TEXTO PROPORCIONADO |
• • • •

La niña, luego de un fin de semana de no comer más que cosas de caja, amaneció con dolor de estómago. De esperarse, comprensible y completamente perturbador del lunes y sus vueltas. Porque, cuando uno de los dos está enfermo, me toca quedarme con ellos, viendo caricaturas o acostada con ellos, dependiendo de la gravedad.
Así que he pasado en mi cuarto, viendo salir el sol, viendo pasar varios programas de niños y viendo cómo me duermo y despierto como si la enferma fuera yo.
El tiempo que pasamos haciendo cosas que no están dentro de nuestras actividades normales se siente elástico. Como irse de vacaciones, entrar a un curso especial, hasta estar en cama con alguna enfermedad. Tal vez dan ganas de no haberlo «desperdiciado». Piensa uno en tantas cosas que pudiera estar haciendo. Pero la pausas también sirven, aunque sean involuntarias. No siempre se puede hacer todo lo que uno quiere. Ni aún cuando se está con algún impedimento. Y está bien.

• • • •

EXTRACTO DE DATOS |
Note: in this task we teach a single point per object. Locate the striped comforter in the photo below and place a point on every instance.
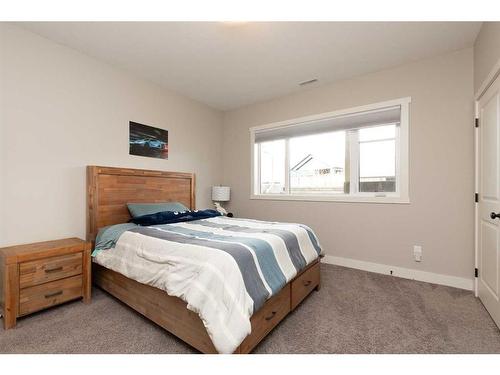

• • • •

OBJETIVO DE LA TAREA |
¿Puedes retomar el texto sobre el lunes en casa con la niña enferma y continuarlo a partir de su última oración?

RESPUESTA DEL EJERCICIO |
Aproveché para reconectar con lo que está viendo la niña, para escribir, para leer y para dormir. Y dormir. No es tiempo perdido, es tiempo metido en el frasco que contiene ese líquido viscoso y brillante de los momentos vacíos invertidos en no hacer nada.
La niña se curó a la media hora de haber pasado el bus. Normal.